SMC is the largest and most valuable food manufacturing company in the Philippines and one of the biggest in Southeast Asia in key food product categories carrying among the most recognizable brands, from chicken, to ice cream, fresh and marinated meats, hotdogs, canned meat and seafood lines, and ready to eat meals.

Resort destination.

SMC is developing a 2,500-hectare beach resort in Bugsuk island, Palawan. It will have 10 kms of white powdery coral beach on each side of the island, with a 4-km-long runway that can now take in jet planes as wide-bodied as an Airbus A-380.

When fully developed, Bugsuk is certain to usurp the present Boracay as the premier and most beautiful beach resort in the Philippines and in the region.

Mass Transportation.

——

#### [PROBLEM SET]
• a. Restate word for word the part of the passage on SMC's businesses starting with "SMC is developing" and going on through "in the region.".
• b. Quote all of the records line by line, without any change.
The text and the records are separate material and have no connection to each other.

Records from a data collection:
——

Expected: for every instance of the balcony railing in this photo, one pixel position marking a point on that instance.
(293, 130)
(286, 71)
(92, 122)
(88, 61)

——

#### [ANSWERS TO EACH TASK]
• a.
SMC is developing a 2,500-hectare beach resort in Bugsuk island, Palawan. It will have 10 kms of white powdery coral beach on each side of the island, with a 4-km-long runway that can now take in jet planes as wide-bodied as an Airbus A-380.

When fully developed, Bugsuk is certain to usurp the present Boracay as the premier and most beautiful beach resort in the Philippines and in the region.

• b.
Expected: for every instance of the balcony railing in this photo, one pixel position marking a point on that instance.
(293, 130)
(286, 71)
(92, 122)
(88, 61)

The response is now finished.